** Begin **

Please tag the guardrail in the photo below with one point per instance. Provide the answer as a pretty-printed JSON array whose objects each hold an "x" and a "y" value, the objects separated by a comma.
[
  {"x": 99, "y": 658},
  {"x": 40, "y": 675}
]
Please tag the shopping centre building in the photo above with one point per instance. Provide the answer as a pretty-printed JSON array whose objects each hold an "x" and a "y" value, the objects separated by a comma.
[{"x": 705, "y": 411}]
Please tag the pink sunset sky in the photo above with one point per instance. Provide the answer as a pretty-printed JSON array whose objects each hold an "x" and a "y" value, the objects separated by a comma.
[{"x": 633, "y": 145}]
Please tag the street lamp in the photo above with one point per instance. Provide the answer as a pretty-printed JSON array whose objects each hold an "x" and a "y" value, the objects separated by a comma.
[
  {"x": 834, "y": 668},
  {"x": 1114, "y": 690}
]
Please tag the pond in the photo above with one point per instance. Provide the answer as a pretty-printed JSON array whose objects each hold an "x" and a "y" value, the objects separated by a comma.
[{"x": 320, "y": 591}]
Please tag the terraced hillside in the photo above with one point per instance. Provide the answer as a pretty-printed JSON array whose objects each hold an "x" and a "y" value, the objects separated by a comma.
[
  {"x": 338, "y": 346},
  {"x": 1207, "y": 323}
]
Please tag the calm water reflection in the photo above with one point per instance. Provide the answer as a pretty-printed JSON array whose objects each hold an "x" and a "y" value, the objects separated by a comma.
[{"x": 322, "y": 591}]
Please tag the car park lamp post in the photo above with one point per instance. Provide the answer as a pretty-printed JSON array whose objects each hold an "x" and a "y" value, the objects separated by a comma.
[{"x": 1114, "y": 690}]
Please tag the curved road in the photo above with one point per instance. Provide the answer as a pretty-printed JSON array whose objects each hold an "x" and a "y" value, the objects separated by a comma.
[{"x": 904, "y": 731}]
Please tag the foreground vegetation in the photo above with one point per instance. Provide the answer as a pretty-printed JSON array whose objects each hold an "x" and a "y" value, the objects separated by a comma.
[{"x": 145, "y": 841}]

** End **

WHAT THIS TASK INVOLVES:
Take the entries above and copy them out exactly.

SOLUTION FOR THIS PROBLEM:
Please tag the guardrail in the photo below with one point per instance. Provide the answer as a pretty-printed JSON array whose objects each hold an "x" and a "y" value, the objects separated by a comma.
[
  {"x": 99, "y": 658},
  {"x": 40, "y": 675}
]
Please tag the shopping centre building in the photo above with one point per instance. Provide the answer as a pretty-printed JSON array whose objects each hold an "x" and a "y" value, the objects separated by a comma.
[{"x": 705, "y": 411}]
Please tag the pink sunset sky in the photo above with one point per instance. Provide the answer as a pretty-printed JSON array whose objects each hold an "x" and a "y" value, the objects separated by a comma.
[{"x": 633, "y": 145}]
Please tag the street lamp in the photo above with one point per instance. Provide the answer as a pretty-printed JSON array whose objects each hold an "x" and a "y" value, the objects separated by a comma.
[
  {"x": 834, "y": 668},
  {"x": 1114, "y": 690}
]
Please tag the pond in the photo above with one point per instance. Provide the answer as a pretty-printed JSON array whose objects each hold an "x" and a "y" value, the objects separated by a comma.
[{"x": 320, "y": 591}]
Please tag the terraced hillside in the photo above with one point per instance. Provide the answer as a pretty-printed JSON array whose objects each hold an "x" and a "y" value, the objects separated by a comma.
[
  {"x": 338, "y": 346},
  {"x": 1207, "y": 323}
]
Please tag the calm water reflection in the photo above with one point per instance. Provide the answer as a pretty-printed JSON array whose objects each hold an "x" and a "y" value, the objects separated by a comma.
[{"x": 322, "y": 591}]
Please tag the car park lamp post in the photo above with one point per instance. Provide the answer as a pretty-printed JSON array whose objects each hold an "x" and a "y" value, the objects separated by a comma.
[{"x": 1114, "y": 690}]
Please tag the curved road in the photo above with one point per instance. Provide the answer as a pretty-printed JSON array whose objects each hold an "x" and a "y" value, the objects separated by a comma.
[{"x": 904, "y": 731}]
Please tag the foreground vegetation in the photo above with one point per instance. Provide the answer as a pretty-printed JSON array whose objects each hold an "x" and a "y" value, the objects separated by a comma.
[{"x": 145, "y": 841}]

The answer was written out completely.